EXTRACTED TEXT:

........

Robert built the Calumet as part of an effort to encourage commercial development on Chippewa Street which, at the time, was primarily residential. He hired local architects August Carl Ensenwein and James Addison Johnson to design it. Egenswein was born in Germany in 1856. He studied architecture in Germany and Paris then immigrated to the United States in the 1880s and settled in Buffalo. Johnson was born in Syracuse, New York in 1865. He worked as an architect in a number of firms before establishing a practice with Esenwein in 1897. They earned a reputation for incorporating glazed terra cotta into their designs.

........

ENTRIES SHOWN:
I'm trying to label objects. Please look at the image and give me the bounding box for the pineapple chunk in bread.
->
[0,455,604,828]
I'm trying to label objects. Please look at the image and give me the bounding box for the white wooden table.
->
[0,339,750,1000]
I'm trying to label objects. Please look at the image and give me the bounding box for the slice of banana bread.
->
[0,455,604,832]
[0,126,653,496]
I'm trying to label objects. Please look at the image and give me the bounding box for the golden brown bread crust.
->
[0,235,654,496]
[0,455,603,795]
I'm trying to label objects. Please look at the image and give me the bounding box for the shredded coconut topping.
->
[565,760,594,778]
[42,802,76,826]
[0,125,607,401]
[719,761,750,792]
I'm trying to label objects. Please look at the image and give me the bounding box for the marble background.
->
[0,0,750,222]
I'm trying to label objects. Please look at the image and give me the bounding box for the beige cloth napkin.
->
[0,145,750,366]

........

WRITTEN TASKS:
1. In the Calumet passage, where was Johnson born?
2. Please explain, using the Calumet passage, why Robert built the Calumet.
3. Carry on the Calumet passage from its final sentence.
The listing plays no part in this work.

TASK RESULTS:
1. Syracuse, New York.

2. Robert built the Calumet to encourage commercial development on Chippewa Street. At the time, the street was mostly residential.

3.
Robert's decision to build the Calumet was a wise one as commercial and retail activity increased quickly on Chippewa Street in the early 1900s. The first floor was usually occupied by high-end jewelers, furriers and tailors. Various professionals including dentists and artists occupied the second floor. The Ku Klux Klan's business, which was called Kay-Bee Adsign Company, was located on the third floor. The Klan emerged in Buffalo during the contentious mayoral campaign of 1921, which was won by Frances X. Schwab, whose parents were Catholic immigrants from Germany (his opponent was a Protestant lawyer named George S. Buck). On October 25, 1922, the Klan chapter held its first public ceremony during which 800 new recruits were initiated. It is unclear when the adsign business opened but at some point an undercover officer infiltrated it. Thanks to his work, on July 3, 1924, the police raided the business and seized the membership list of the Klan chapter members and put it on public display.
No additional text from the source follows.